§ Article
------------------------
The income tax provision (benefit) for the three and nine months ended September 29, 2019, was $(0.2) million, or an effective tax rate of (1.9)%, and $2.7 million, or an effective tax rate of 9.4%, respectively. The income tax provision for the three and nine months ended September 30, 2018, was $5.5 million, or an effective tax rate of 25.2%, and $6.7 million, or an effective tax rate of 27.2%, respectively. The decrease in the effective tax rate and tax expense for the three and nine months ended September 29, 2019, compared to the prior year periods, resulted primarily from the resolution of income tax examinations for the United Kingdom and Germany that concluded during the three months ended September 29, 2019. The resolution of these examinations resulted in a favorable adjustment to the Company’s uncertain tax positions. Additionally, during the three-month period, the Company finalized its US federal income tax return resulting in the recognition of favorable benefits from the true up of previous estimates. These favorable adjustments were partially offset by an increase in the overall forecasted effective tax rate caused by an estimate of the US federal Base Erosion Anti-abuse Tax (BEAT). In addition to the items noted for the three months ended September 29, 2019, the effective tax rate for the nine months ended September 29, 2019 also included a benefit related to the closing of the French tax audit.
------------------------
§ Information given
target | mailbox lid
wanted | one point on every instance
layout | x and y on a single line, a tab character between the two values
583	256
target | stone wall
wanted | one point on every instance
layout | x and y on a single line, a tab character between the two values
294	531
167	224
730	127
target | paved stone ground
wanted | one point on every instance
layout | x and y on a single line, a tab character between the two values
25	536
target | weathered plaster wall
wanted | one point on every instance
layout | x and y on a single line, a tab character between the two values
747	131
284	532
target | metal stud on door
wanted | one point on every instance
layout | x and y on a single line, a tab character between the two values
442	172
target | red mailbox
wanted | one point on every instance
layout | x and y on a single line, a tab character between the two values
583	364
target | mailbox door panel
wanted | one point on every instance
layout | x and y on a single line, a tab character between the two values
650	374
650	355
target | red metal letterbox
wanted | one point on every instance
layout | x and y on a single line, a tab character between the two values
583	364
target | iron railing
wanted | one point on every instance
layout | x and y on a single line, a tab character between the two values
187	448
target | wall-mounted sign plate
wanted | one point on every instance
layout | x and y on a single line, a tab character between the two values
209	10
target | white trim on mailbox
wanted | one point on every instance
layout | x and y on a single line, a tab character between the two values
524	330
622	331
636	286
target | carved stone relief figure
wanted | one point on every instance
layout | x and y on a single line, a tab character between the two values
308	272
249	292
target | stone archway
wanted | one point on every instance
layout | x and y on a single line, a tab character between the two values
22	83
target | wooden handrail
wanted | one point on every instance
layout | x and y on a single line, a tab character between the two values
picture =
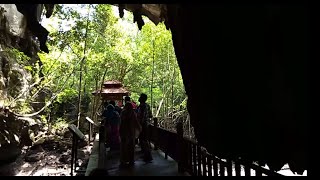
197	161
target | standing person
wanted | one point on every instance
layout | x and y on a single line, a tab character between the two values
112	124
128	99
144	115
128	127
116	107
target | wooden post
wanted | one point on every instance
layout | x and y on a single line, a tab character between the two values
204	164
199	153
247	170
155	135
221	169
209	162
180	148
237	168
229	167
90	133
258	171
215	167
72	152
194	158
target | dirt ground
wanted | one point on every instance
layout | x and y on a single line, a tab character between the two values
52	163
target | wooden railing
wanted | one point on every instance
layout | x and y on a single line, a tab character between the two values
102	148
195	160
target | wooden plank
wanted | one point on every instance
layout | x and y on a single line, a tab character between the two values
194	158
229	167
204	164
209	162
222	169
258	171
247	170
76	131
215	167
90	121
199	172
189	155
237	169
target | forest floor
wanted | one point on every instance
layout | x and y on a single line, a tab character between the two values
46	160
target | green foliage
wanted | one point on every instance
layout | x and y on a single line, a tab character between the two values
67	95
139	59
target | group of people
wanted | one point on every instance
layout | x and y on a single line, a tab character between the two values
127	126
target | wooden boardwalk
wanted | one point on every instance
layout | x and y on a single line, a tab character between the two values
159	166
------------------------
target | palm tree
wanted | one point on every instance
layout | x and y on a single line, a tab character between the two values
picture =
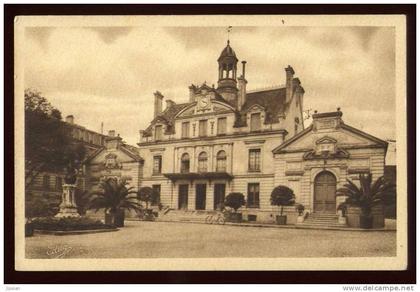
------------------------
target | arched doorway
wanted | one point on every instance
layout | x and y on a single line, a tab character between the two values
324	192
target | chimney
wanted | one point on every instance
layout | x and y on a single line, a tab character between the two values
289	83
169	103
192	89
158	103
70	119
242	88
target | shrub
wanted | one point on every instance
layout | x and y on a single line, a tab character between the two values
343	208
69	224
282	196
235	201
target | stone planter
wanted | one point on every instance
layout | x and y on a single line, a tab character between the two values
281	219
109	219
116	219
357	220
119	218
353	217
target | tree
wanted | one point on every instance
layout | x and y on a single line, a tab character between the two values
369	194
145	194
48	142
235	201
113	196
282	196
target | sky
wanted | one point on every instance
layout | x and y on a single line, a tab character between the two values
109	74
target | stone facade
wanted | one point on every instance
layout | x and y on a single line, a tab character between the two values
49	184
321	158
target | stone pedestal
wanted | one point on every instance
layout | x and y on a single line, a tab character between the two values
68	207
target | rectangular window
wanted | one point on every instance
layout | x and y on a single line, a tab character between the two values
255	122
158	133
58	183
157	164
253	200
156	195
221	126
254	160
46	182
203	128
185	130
------------------------
§ What is required
Reproduce the income tax provision passage above word for word, in full.

§ Completed exercise
The income tax provision (benefit) for the three and nine months ended September 29, 2019, was $(0.2) million, or an effective tax rate of (1.9)%, and $2.7 million, or an effective tax rate of 9.4%, respectively. The income tax provision for the three and nine months ended September 30, 2018, was $5.5 million, or an effective tax rate of 25.2%, and $6.7 million, or an effective tax rate of 27.2%, respectively. The decrease in the effective tax rate and tax expense for the three and nine months ended September 29, 2019, compared to the prior year periods, resulted primarily from the resolution of income tax examinations for the United Kingdom and Germany that concluded during the three months ended September 29, 2019. The resolution of these examinations resulted in a favorable adjustment to the Company’s uncertain tax positions. Additionally, during the three-month period, the Company finalized its US federal income tax return resulting in the recognition of favorable benefits from the true up of previous estimates. These favorable adjustments were partially offset by an increase in the overall forecasted effective tax rate caused by an estimate of the US federal Base Erosion Anti-abuse Tax (BEAT). In addition to the items noted for the three months ended September 29, 2019, the effective tax rate for the nine months ended September 29, 2019 also included a benefit related to the closing of the French tax audit.